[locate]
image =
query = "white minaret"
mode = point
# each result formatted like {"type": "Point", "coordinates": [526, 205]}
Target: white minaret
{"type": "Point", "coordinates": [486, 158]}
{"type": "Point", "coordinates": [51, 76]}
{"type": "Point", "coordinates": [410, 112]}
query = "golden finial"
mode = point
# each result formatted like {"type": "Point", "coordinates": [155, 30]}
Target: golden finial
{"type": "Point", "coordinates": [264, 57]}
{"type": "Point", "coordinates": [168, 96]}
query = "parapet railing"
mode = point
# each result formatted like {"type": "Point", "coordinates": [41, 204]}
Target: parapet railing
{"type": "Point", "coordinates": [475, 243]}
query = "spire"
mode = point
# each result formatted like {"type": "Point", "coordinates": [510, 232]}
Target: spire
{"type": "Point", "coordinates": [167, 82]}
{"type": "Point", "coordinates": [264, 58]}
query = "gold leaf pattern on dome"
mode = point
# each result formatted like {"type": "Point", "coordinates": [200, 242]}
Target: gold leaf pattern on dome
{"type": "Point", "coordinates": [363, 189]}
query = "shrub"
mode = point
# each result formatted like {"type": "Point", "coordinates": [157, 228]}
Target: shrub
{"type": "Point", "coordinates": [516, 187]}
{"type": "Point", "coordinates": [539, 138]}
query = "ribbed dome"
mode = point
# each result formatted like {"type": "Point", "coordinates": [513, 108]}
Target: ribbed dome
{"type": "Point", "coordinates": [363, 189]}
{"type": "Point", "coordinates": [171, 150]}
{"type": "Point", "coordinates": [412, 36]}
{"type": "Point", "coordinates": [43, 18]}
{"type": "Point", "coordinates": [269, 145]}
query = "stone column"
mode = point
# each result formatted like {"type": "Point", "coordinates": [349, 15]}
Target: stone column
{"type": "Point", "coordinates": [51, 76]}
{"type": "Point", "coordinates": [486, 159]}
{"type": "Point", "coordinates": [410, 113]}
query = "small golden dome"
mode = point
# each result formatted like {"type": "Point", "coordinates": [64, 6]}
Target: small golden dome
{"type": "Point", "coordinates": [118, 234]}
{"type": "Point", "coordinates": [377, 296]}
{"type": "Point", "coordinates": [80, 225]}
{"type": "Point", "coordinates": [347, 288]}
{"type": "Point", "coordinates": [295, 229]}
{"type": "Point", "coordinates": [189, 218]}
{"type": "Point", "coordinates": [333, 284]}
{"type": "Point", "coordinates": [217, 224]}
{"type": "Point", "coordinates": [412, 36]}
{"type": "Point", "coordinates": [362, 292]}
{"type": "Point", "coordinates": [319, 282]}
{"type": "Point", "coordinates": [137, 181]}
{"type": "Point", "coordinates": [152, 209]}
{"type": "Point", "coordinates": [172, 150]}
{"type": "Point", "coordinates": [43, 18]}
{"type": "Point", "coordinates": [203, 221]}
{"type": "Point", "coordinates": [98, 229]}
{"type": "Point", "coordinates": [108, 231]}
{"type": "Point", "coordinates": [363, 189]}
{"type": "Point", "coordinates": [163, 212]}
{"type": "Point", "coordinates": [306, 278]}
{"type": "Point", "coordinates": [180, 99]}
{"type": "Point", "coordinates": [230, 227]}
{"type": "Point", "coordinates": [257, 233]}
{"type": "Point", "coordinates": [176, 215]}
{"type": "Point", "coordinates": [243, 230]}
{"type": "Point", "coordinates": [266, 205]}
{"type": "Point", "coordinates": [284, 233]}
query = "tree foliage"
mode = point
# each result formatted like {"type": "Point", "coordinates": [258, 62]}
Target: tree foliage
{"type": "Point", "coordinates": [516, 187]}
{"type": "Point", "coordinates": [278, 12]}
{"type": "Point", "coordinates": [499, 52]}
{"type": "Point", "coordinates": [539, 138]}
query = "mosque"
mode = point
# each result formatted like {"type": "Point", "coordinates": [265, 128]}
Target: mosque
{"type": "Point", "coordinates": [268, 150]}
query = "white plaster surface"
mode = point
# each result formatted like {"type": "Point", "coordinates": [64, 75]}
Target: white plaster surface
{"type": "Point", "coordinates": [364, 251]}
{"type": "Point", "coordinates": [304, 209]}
·····
» **Problem description**
Write out the data again, exactly and in full.

» **Correct response**
[locate]
image =
query = "white minaret"
mode = point
# each result formatted like {"type": "Point", "coordinates": [526, 205]}
Target: white minaret
{"type": "Point", "coordinates": [486, 158]}
{"type": "Point", "coordinates": [51, 76]}
{"type": "Point", "coordinates": [410, 112]}
query = "golden finial"
mode = point
# each result formatted like {"type": "Point", "coordinates": [155, 30]}
Target: golden finial
{"type": "Point", "coordinates": [264, 57]}
{"type": "Point", "coordinates": [168, 96]}
query = "parapet railing"
mode = point
# each result formatted like {"type": "Point", "coordinates": [41, 204]}
Target: parapet railing
{"type": "Point", "coordinates": [475, 243]}
query = "spire"
mode = point
# each result formatted like {"type": "Point", "coordinates": [510, 232]}
Target: spire
{"type": "Point", "coordinates": [167, 82]}
{"type": "Point", "coordinates": [264, 58]}
query = "gold leaf pattern on dome"
mode = point
# each result formatted like {"type": "Point", "coordinates": [200, 242]}
Target: gold leaf pattern on dome
{"type": "Point", "coordinates": [363, 189]}
query = "shrub"
mode = point
# each result formatted like {"type": "Point", "coordinates": [157, 228]}
Target: shrub
{"type": "Point", "coordinates": [516, 187]}
{"type": "Point", "coordinates": [539, 138]}
query = "ribbed dome"
mode = point
# each result formatted like {"type": "Point", "coordinates": [513, 108]}
Target: ribbed dome
{"type": "Point", "coordinates": [363, 189]}
{"type": "Point", "coordinates": [171, 150]}
{"type": "Point", "coordinates": [412, 36]}
{"type": "Point", "coordinates": [43, 18]}
{"type": "Point", "coordinates": [269, 145]}
query = "stone column"
mode = point
# each result formatted like {"type": "Point", "coordinates": [349, 15]}
Target: stone column
{"type": "Point", "coordinates": [51, 76]}
{"type": "Point", "coordinates": [486, 159]}
{"type": "Point", "coordinates": [410, 113]}
query = "small golden dome"
mode = point
# each result formatted like {"type": "Point", "coordinates": [64, 6]}
Target: small golden dome
{"type": "Point", "coordinates": [118, 234]}
{"type": "Point", "coordinates": [377, 296]}
{"type": "Point", "coordinates": [80, 225]}
{"type": "Point", "coordinates": [347, 288]}
{"type": "Point", "coordinates": [295, 229]}
{"type": "Point", "coordinates": [189, 218]}
{"type": "Point", "coordinates": [333, 284]}
{"type": "Point", "coordinates": [217, 224]}
{"type": "Point", "coordinates": [412, 36]}
{"type": "Point", "coordinates": [362, 292]}
{"type": "Point", "coordinates": [319, 282]}
{"type": "Point", "coordinates": [137, 181]}
{"type": "Point", "coordinates": [152, 209]}
{"type": "Point", "coordinates": [172, 150]}
{"type": "Point", "coordinates": [43, 18]}
{"type": "Point", "coordinates": [203, 221]}
{"type": "Point", "coordinates": [98, 229]}
{"type": "Point", "coordinates": [108, 231]}
{"type": "Point", "coordinates": [363, 189]}
{"type": "Point", "coordinates": [163, 212]}
{"type": "Point", "coordinates": [306, 278]}
{"type": "Point", "coordinates": [180, 99]}
{"type": "Point", "coordinates": [230, 227]}
{"type": "Point", "coordinates": [257, 233]}
{"type": "Point", "coordinates": [176, 215]}
{"type": "Point", "coordinates": [243, 230]}
{"type": "Point", "coordinates": [266, 205]}
{"type": "Point", "coordinates": [284, 233]}
query = "tree foliage"
mode = point
# each result formatted like {"type": "Point", "coordinates": [258, 62]}
Target: tree foliage
{"type": "Point", "coordinates": [516, 187]}
{"type": "Point", "coordinates": [278, 12]}
{"type": "Point", "coordinates": [499, 52]}
{"type": "Point", "coordinates": [539, 138]}
query = "mosque"
mode = point
# each result formatted like {"type": "Point", "coordinates": [265, 128]}
Target: mosque
{"type": "Point", "coordinates": [268, 150]}
query = "white plaster surface"
mode = point
# each result formatted like {"type": "Point", "coordinates": [64, 75]}
Target: white plaster surface
{"type": "Point", "coordinates": [364, 251]}
{"type": "Point", "coordinates": [304, 209]}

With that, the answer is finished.